* What needs to be done *
Turn every line of the data below into a JSON list of strings, one string per line, with blank lines dropped. Leave the pictures out of the list.

* Dataset *
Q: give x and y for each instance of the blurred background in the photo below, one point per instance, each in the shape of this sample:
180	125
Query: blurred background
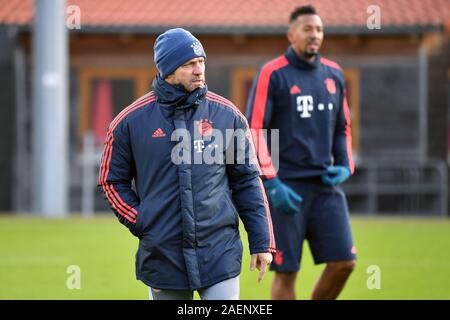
68	67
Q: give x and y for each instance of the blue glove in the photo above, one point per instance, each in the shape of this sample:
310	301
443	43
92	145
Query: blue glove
282	197
335	175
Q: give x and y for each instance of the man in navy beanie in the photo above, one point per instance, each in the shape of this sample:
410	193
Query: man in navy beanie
186	215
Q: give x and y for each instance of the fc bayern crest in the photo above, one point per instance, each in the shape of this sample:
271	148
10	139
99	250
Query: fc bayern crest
205	127
331	85
197	47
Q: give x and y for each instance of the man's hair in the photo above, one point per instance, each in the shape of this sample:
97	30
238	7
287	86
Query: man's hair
303	10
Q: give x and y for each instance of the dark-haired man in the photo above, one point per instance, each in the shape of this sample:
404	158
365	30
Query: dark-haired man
303	96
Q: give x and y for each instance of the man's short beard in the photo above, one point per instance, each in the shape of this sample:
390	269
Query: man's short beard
310	54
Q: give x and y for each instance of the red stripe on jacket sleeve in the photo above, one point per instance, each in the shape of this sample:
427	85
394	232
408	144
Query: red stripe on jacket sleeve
111	193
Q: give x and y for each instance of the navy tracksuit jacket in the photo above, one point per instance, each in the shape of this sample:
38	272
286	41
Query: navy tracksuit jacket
185	215
307	103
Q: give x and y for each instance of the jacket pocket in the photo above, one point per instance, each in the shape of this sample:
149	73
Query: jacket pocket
136	230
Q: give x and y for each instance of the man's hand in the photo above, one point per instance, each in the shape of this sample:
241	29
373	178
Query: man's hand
260	261
282	197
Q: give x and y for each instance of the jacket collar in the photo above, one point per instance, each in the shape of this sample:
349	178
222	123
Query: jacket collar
301	63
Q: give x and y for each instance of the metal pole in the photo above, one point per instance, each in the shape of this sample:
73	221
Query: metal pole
423	105
50	121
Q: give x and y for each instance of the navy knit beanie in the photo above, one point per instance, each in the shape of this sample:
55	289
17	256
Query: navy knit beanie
175	47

* The completed task *
[
  "Q: give x and y for each instance of the blurred background in the photo below, one point per instance, each in the shape of this sample:",
  "180\t125",
  "Query: blurred background",
  "68\t67",
  "Q: give x and y for each instance of the blue glove in the photo above, one point per instance, each in the shape of this sample:",
  "310\t301",
  "443\t43",
  "92\t145",
  "Query: blue glove",
  "282\t197",
  "335\t175",
  "Q: give x and y for each instance of the man in navy beanie in the photo above, one point per instance, each in the shape of this sample:",
  "410\t193",
  "Query: man in navy beanie",
  "186\t215",
  "Q: give x and y for each instance of the fc bayern crest in the photo above, one point per instance, each in the shape of this sample:",
  "271\t148",
  "10\t139",
  "99\t250",
  "Query: fc bayern crest",
  "205\t127",
  "331\t85",
  "197\t47",
  "Q: give x and y for each instance of the man's hair in the photo above, one point per instance, each in the shape of this sample:",
  "97\t30",
  "238\t7",
  "287\t86",
  "Query: man's hair",
  "303\t10",
  "Q: give x and y for each instance of the dark-haired man in the photo above, one point per instance, each in the shape of this sample:",
  "404\t158",
  "365\t30",
  "Query: dark-haired man",
  "303\t96",
  "Q: give x and y for each instance of the man's short beard in the photo above, one point per instance, each in the shape of this sample:",
  "390\t269",
  "Query: man's short beard",
  "310\t54",
  "Q: give x and y for each instance of the red stripe on jacket sleeve in the photo above, one point per instance, each in the shape of this sample:",
  "427\t85",
  "394\t232",
  "408\t144",
  "Query: red stripe on jacket sleeve",
  "111\t193",
  "Q: give x and y for each instance of the navy tracksuit jacket in the photo above, one point per instance, each in the shape of this sample:",
  "38\t272",
  "286\t41",
  "Query: navy tracksuit jacket",
  "185\t215",
  "307\t103",
  "Q: give x and y for each instance of the jacket pocket in the photo above, one point per instance, each in the shape of this sample:",
  "149\t73",
  "Query: jacket pocket",
  "136\t230",
  "Q: give x and y for each instance of the man's hand in the photo above, one point per instance, each in the shape of this sample:",
  "241\t29",
  "373\t178",
  "Query: man's hand",
  "260\t261",
  "282\t197",
  "Q: give x and y for each instance of the jacket collar in the photo above, one point per instance, each in the shape of this sample:",
  "349\t178",
  "222\t123",
  "Query: jacket collar",
  "301\t63",
  "Q: give x and y for each instance of the metal pole in the photo above, one point per instance, each in the shape of this sample:",
  "73\t221",
  "Query: metal pole",
  "423\t105",
  "50\t121",
  "Q: give x and y for each instance of the navy knit beanie in the photo above, one point per instance, each in the shape of this sample:",
  "55\t289",
  "17\t256",
  "Query: navy knit beanie",
  "175\t47"
]